WHAT IS REQUIRED: Reproduce every entry below word for word, leaving out the pictures.

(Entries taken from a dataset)
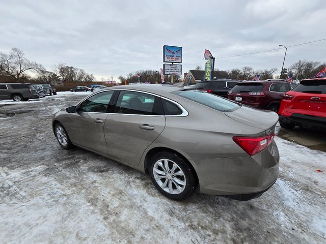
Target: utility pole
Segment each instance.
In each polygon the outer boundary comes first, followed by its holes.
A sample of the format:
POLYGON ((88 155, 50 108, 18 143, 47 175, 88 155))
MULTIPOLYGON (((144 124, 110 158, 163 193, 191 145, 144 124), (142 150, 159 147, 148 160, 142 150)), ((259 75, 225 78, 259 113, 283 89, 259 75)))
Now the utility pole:
POLYGON ((282 69, 281 70, 281 74, 283 71, 283 67, 284 67, 284 61, 285 61, 285 56, 286 56, 286 51, 287 50, 287 47, 284 45, 279 45, 279 47, 284 47, 285 48, 285 53, 284 54, 284 58, 283 59, 283 64, 282 65, 282 69))
POLYGON ((296 81, 297 80, 297 76, 299 74, 299 71, 300 70, 300 65, 301 64, 301 60, 299 60, 299 66, 297 67, 297 71, 296 71, 296 77, 295 77, 295 83, 296 83, 296 81))

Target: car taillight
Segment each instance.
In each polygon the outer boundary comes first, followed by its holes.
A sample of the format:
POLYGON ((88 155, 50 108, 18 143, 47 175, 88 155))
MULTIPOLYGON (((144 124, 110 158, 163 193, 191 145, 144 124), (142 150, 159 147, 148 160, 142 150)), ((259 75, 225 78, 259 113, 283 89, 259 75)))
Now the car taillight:
POLYGON ((208 89, 208 90, 202 90, 203 92, 205 92, 205 93, 210 93, 212 92, 212 90, 211 89, 208 89))
POLYGON ((251 92, 248 94, 252 96, 264 96, 264 93, 262 92, 251 92))
POLYGON ((291 100, 294 97, 293 96, 289 95, 288 94, 285 94, 283 95, 283 99, 284 100, 291 100))
POLYGON ((233 141, 251 156, 262 151, 273 141, 274 133, 259 137, 234 136, 233 141))

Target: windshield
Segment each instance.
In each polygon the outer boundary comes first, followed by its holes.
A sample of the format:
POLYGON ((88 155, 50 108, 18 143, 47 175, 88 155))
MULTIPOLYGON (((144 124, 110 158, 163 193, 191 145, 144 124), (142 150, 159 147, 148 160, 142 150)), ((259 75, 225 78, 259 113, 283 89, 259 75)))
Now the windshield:
POLYGON ((240 107, 237 103, 199 90, 176 90, 171 93, 222 112, 231 112, 240 107))
POLYGON ((300 93, 326 94, 326 80, 304 80, 292 90, 300 93))
POLYGON ((259 83, 240 83, 231 90, 232 93, 250 93, 262 92, 263 85, 259 83))

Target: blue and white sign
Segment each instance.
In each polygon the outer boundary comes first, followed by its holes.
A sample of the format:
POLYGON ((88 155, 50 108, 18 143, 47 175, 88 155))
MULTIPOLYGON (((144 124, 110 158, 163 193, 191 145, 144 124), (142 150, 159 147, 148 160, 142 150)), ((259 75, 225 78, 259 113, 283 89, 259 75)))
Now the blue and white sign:
POLYGON ((182 48, 174 46, 163 46, 163 62, 182 63, 182 48))

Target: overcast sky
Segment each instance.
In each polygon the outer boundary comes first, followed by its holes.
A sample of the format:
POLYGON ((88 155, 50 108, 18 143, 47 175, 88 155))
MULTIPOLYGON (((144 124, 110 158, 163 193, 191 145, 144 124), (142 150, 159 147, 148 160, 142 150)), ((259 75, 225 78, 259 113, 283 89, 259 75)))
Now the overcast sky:
MULTIPOLYGON (((99 80, 162 66, 162 46, 183 47, 182 72, 216 57, 326 38, 324 1, 0 0, 0 51, 12 47, 51 70, 84 69, 99 80)), ((326 40, 289 48, 285 67, 325 62, 326 40)), ((284 50, 218 59, 221 70, 277 68, 284 50)))

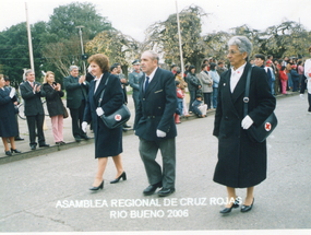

ANSWER TO THIS PROBLEM:
Target: utility pole
Segment each instance.
In each polygon the outer boundary comes first, followed by its holes.
A sample of the format:
POLYGON ((88 155, 50 108, 18 143, 47 175, 88 155))
MULTIPOLYGON (((144 124, 110 158, 163 193, 191 145, 144 124), (142 150, 159 147, 148 160, 142 150)), ((259 75, 225 78, 259 113, 283 89, 259 75)))
Now the utility pole:
POLYGON ((282 69, 281 70, 281 74, 283 71, 283 67, 284 67, 284 61, 285 61, 285 56, 286 56, 286 51, 287 50, 287 47, 284 45, 279 45, 279 47, 284 47, 285 48, 285 53, 284 54, 284 58, 283 59, 283 64, 282 65, 282 69))
POLYGON ((296 81, 297 80, 297 76, 299 74, 299 71, 300 70, 300 65, 301 64, 301 60, 299 60, 299 66, 297 67, 297 71, 296 71, 296 77, 295 77, 295 83, 296 83, 296 81))

Target: car taillight
Segment each instance.
In each polygon the outer boundary comes first, followed by its holes.
A sample of the format:
POLYGON ((88 155, 50 108, 18 143, 47 175, 88 155))
MULTIPOLYGON (((144 124, 110 158, 163 193, 191 145, 144 124), (142 150, 159 147, 148 160, 142 150)), ((259 75, 225 78, 259 113, 283 89, 259 75)))
Now the car taillight:
POLYGON ((208 89, 208 90, 202 90, 203 92, 205 92, 205 93, 210 93, 212 92, 212 90, 211 89, 208 89))
POLYGON ((251 92, 248 94, 252 96, 264 96, 264 93, 262 92, 251 92))
POLYGON ((291 100, 294 97, 293 96, 289 95, 288 94, 285 94, 283 95, 283 99, 284 100, 291 100))
POLYGON ((233 141, 251 156, 262 151, 273 141, 274 133, 259 137, 234 136, 233 141))

Target: windshield
Segment each instance.
In each polygon the outer boundary comes first, followed by its holes.
A sample of the format:
POLYGON ((88 155, 50 108, 18 143, 47 175, 88 155))
MULTIPOLYGON (((144 124, 110 158, 163 193, 191 145, 144 124), (142 150, 159 147, 148 160, 142 150)), ((259 75, 225 78, 259 113, 283 89, 259 75)))
Now the windshield:
POLYGON ((240 107, 237 103, 199 90, 176 90, 171 93, 222 112, 231 112, 240 107))
POLYGON ((300 93, 326 94, 326 80, 304 80, 292 90, 300 93))
POLYGON ((259 83, 240 83, 231 90, 232 93, 250 93, 262 92, 263 85, 259 83))

Target: blue and white sign
Segment each instance.
In each polygon the outer boundary comes first, followed by its holes.
A sample of the format:
POLYGON ((88 155, 50 108, 18 143, 47 175, 88 155))
MULTIPOLYGON (((144 124, 110 158, 163 193, 191 145, 144 124), (142 150, 159 147, 148 160, 142 150)), ((259 75, 225 78, 259 113, 283 89, 259 75)))
Now the blue and white sign:
POLYGON ((182 48, 174 46, 163 46, 163 62, 182 63, 182 48))

Target: overcast sky
Segment each instance.
In each polygon the outer boundary comes first, followed by its holes.
A sample of the format:
POLYGON ((88 155, 50 108, 18 143, 47 175, 88 155))
MULTIPOLYGON (((144 124, 110 158, 163 193, 191 145, 144 124), (142 150, 159 147, 148 160, 142 150)), ((259 75, 225 78, 259 113, 283 89, 259 75)))
Now the overcast sky:
MULTIPOLYGON (((99 80, 162 66, 162 46, 183 47, 182 72, 216 57, 326 38, 324 1, 0 0, 0 51, 12 47, 51 70, 84 69, 99 80)), ((326 40, 289 48, 285 67, 325 62, 326 40)), ((284 50, 218 59, 221 70, 277 68, 284 50)))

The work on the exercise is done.